##### Supplied data #####
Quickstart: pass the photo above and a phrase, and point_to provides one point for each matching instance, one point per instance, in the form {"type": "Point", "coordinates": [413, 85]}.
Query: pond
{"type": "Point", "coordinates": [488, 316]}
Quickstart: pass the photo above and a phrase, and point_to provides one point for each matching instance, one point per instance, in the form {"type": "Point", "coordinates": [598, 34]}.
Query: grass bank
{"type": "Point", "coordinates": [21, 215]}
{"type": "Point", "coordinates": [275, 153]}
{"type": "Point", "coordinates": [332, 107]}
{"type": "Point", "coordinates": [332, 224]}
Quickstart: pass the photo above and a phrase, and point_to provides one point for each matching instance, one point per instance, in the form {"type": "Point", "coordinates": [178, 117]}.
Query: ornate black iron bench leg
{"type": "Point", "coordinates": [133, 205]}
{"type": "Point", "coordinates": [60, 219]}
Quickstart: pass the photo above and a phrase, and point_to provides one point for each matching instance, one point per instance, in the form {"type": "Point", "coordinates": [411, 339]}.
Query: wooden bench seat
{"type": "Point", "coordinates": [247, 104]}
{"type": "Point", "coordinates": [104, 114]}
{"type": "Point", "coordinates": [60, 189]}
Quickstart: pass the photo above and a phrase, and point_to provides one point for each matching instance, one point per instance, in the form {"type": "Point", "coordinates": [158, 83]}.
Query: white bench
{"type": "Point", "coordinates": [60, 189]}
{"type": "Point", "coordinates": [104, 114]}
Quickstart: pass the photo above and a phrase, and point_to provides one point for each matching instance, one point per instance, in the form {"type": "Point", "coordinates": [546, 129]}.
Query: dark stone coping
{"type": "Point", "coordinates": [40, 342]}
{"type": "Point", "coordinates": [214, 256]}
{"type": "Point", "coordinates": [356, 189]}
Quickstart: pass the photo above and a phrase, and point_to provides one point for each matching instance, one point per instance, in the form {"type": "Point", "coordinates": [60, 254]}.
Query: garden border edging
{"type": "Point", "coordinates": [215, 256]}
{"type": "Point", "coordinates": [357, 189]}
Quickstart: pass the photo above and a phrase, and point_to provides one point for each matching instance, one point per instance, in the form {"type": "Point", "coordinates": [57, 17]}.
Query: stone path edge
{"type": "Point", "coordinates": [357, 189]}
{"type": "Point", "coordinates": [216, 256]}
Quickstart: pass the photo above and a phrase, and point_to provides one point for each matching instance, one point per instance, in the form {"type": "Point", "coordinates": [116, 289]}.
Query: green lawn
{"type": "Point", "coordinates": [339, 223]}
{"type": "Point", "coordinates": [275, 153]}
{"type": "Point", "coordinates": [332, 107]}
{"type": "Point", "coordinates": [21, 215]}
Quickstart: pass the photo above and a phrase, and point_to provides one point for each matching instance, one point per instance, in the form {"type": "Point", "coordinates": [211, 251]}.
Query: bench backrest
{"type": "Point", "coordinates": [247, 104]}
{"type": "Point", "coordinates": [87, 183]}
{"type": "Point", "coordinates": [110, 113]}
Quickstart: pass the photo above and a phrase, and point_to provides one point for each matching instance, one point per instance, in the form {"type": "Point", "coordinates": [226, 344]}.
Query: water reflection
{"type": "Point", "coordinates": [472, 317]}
#####
Everything from the line containing "Query: green lawn" to the last line of the material above should be printed exactly, both ends included.

Query: green lawn
{"type": "Point", "coordinates": [339, 223]}
{"type": "Point", "coordinates": [275, 153]}
{"type": "Point", "coordinates": [332, 107]}
{"type": "Point", "coordinates": [21, 215]}
Quickstart: pass the photo above and a phrase, and point_to provides one point for each matching instance, one point per instance, in the form {"type": "Point", "coordinates": [211, 251]}.
Query: bench backrest
{"type": "Point", "coordinates": [247, 104]}
{"type": "Point", "coordinates": [87, 183]}
{"type": "Point", "coordinates": [110, 113]}
Quickstart: pass the photo above and a phrase, and point_to provides one point for each matching instance, one point per instance, in the form {"type": "Point", "coordinates": [226, 344]}.
Query: water reflection
{"type": "Point", "coordinates": [472, 317]}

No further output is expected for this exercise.